| Extracted material |
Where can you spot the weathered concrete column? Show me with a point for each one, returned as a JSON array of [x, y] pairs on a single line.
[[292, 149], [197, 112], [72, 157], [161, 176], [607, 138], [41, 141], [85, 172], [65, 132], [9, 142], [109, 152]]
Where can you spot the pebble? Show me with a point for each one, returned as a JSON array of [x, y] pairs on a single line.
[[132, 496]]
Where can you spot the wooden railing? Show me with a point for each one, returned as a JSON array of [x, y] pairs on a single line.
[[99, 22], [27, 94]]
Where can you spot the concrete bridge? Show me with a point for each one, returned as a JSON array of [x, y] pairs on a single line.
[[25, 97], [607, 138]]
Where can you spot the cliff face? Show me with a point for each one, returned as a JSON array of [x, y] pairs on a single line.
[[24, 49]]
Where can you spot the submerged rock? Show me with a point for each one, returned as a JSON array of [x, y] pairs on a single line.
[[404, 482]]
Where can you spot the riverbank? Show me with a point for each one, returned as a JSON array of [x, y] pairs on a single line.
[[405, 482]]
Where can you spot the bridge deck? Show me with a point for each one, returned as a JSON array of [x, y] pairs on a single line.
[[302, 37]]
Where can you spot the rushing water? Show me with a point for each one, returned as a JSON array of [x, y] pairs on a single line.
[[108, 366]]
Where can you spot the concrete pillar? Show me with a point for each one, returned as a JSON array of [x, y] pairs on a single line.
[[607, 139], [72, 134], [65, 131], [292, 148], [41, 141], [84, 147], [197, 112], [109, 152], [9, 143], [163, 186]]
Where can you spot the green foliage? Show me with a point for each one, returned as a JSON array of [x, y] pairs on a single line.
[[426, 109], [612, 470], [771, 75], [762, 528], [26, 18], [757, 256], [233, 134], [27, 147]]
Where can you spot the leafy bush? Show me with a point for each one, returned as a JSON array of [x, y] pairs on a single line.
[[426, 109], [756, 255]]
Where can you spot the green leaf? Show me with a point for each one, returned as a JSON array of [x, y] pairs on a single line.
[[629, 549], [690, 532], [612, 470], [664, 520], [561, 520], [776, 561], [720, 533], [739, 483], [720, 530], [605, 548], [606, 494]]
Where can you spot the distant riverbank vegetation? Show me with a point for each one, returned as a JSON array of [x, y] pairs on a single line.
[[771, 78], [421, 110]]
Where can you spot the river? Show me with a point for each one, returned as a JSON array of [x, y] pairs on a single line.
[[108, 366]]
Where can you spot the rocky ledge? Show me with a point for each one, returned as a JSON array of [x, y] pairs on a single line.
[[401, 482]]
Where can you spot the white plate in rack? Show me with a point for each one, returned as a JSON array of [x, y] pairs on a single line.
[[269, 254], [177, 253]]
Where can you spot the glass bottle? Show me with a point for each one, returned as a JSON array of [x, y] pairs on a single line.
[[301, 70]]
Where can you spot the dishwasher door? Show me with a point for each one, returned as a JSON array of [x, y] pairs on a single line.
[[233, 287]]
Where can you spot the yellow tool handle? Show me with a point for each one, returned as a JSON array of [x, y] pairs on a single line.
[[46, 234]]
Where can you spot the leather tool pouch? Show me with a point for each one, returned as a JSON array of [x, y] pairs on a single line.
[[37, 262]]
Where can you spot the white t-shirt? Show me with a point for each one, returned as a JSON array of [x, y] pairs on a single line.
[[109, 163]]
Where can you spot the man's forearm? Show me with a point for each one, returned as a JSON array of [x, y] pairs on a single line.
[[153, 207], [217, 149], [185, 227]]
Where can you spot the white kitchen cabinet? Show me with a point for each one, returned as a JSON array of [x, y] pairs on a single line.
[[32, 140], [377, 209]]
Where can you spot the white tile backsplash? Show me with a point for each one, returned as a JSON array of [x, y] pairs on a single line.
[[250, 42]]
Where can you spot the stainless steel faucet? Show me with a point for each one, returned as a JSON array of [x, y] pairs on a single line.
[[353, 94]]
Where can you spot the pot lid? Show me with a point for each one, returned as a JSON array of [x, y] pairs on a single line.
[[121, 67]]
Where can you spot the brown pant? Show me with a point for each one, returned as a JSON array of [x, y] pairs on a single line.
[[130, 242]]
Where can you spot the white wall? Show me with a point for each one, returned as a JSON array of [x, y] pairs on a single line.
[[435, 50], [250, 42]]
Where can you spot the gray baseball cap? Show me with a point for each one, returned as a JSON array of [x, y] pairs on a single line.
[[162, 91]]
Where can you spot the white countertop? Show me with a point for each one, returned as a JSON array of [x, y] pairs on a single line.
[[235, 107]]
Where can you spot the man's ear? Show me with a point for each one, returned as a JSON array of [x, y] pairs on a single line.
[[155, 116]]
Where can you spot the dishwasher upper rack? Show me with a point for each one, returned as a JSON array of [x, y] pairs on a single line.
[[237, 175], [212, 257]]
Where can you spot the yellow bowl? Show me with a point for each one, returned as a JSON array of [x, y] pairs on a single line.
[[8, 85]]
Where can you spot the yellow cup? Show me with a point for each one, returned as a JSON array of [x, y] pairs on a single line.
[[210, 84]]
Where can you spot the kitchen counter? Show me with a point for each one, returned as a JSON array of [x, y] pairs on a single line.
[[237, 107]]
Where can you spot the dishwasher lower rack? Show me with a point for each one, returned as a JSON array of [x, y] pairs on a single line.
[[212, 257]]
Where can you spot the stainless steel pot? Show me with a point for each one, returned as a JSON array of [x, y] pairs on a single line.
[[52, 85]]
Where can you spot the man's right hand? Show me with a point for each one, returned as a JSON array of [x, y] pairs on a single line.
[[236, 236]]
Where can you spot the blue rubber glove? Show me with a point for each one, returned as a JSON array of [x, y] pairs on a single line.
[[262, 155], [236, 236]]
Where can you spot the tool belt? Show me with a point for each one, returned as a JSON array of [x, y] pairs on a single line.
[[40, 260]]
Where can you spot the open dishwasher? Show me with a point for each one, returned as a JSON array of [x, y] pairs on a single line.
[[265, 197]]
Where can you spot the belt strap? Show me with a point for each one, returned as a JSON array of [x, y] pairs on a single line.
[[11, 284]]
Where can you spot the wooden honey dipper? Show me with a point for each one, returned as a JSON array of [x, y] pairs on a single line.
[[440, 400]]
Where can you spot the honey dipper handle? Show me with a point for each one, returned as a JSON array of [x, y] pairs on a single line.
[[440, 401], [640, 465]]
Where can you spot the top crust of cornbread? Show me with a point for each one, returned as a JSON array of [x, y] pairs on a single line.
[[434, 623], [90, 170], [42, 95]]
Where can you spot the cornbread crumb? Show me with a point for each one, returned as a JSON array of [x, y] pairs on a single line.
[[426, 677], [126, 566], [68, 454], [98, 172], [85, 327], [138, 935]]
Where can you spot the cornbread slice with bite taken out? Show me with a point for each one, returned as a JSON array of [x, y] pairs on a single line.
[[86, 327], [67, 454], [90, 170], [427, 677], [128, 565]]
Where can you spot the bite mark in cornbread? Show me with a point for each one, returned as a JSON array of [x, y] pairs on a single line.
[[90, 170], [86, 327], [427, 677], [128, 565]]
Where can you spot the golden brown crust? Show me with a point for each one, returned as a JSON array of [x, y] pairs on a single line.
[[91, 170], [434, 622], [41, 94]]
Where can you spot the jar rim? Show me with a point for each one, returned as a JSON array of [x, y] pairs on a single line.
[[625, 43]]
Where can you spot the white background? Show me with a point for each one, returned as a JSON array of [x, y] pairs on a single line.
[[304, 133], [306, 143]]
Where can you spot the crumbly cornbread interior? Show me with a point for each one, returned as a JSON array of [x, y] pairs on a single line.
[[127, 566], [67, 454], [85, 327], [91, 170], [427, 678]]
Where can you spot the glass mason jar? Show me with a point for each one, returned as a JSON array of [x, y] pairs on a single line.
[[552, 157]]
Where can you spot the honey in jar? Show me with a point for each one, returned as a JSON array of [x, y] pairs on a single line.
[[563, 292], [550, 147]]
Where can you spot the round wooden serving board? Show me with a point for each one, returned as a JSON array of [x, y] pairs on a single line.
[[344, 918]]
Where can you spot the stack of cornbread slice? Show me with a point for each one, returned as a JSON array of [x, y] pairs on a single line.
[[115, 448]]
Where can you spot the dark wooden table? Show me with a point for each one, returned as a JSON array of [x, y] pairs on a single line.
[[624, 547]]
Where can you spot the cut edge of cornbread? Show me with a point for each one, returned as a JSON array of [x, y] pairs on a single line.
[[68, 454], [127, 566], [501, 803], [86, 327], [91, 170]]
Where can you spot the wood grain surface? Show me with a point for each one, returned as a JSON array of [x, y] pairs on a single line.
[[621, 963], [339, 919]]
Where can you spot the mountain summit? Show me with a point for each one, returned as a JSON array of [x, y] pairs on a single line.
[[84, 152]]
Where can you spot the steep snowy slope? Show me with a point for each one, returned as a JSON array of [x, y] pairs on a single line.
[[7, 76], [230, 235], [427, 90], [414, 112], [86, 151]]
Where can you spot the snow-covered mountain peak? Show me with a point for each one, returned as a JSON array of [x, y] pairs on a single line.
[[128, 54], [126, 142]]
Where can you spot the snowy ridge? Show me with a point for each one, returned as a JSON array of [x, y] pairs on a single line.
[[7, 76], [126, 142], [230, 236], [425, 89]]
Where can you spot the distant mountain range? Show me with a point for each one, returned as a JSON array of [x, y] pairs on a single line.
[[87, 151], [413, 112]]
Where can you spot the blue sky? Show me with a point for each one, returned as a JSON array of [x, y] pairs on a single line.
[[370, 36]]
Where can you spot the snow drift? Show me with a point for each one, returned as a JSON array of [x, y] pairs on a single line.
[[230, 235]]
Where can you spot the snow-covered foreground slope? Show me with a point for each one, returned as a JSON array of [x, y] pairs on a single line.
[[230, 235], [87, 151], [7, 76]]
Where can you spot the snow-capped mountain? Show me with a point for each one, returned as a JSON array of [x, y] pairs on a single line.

| Short exercise |
Copy out the lines above word for word, starting with the line that contains "Where can you spot the jar" and continuing through the line that contains "[[84, 152]]", with both of those lines included.

| Exercise response |
Where can you spot the jar rim? Show me with a point for each one, returned as a JSON array of [x, y] pairs on a single line.
[[625, 43]]
Where can you spot the white background? Show me with a point for each one, returned as a JSON array of [x, y] pairs on a single line.
[[304, 133], [306, 143]]
Where can you spot the crumbly cornbread interior? Show me with a point for each one, returned as a JSON array of [x, y] pairs on a single line.
[[127, 566], [67, 454], [85, 327], [91, 170], [427, 678]]
Where can you spot the glass mason jar? Show me with a point for each one, returned as a JSON array of [x, y] pairs on a single line.
[[552, 157]]
Where can you spot the honey in jar? Show me with a point for each one, returned as a JSON array of [x, y] pairs on a single line.
[[563, 292], [550, 147]]
Where can you spot the round wooden serving board? Show me with a point for each one, returned as a JSON array of [x, y] pairs on a single line.
[[344, 918]]
Where can you spot the stack of cornbread slice? Show me with a point for each one, returned as a JSON array of [x, y] pairs on a single line.
[[115, 448]]
Where can you spot the dark wooden table? Show me with a point for each one, returned as a JSON array of [x, y] pairs on a single line.
[[624, 547]]
Where can you spot the cut edge of cornbread? Show me with a point for each one, returned as a JSON array of [x, y] pairs on a single line.
[[68, 454], [127, 566], [501, 803], [86, 327], [91, 170]]
Where can you spot the wood grain surface? Show me with a point for each one, returned as a JSON array of [x, y] pairs on a single line.
[[621, 963], [339, 919]]
Where can you spot the mountain summit? Show me with a point for each one, returned as a JSON array of [x, y] pairs on a single line.
[[84, 152]]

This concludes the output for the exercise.